TASK STATEMENT: Every record is to be transcribed exactly as written.

PROVIDED ENTRIES:
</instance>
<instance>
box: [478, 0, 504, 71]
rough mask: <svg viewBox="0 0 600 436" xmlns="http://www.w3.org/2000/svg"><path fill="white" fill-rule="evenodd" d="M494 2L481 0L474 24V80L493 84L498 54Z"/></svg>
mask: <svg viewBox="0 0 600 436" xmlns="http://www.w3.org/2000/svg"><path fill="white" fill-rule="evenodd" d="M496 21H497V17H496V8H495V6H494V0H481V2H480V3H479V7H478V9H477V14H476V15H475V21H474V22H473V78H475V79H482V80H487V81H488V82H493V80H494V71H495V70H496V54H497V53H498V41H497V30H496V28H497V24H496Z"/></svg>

RESPONSE TO THE EXERCISE:
</instance>
<instance>
box: [478, 0, 504, 71]
rough mask: <svg viewBox="0 0 600 436" xmlns="http://www.w3.org/2000/svg"><path fill="white" fill-rule="evenodd" d="M494 2L481 0L474 24V80L493 84L498 54Z"/></svg>
mask: <svg viewBox="0 0 600 436" xmlns="http://www.w3.org/2000/svg"><path fill="white" fill-rule="evenodd" d="M496 21H497V17H496V8H495V6H494V0H481V2H480V3H479V7H478V9H477V14H476V15H475V21H474V22H473V78H475V79H482V80H487V81H488V82H493V80H494V71H495V70H496V54H497V53H498V41H497V30H496V28H497V24H496Z"/></svg>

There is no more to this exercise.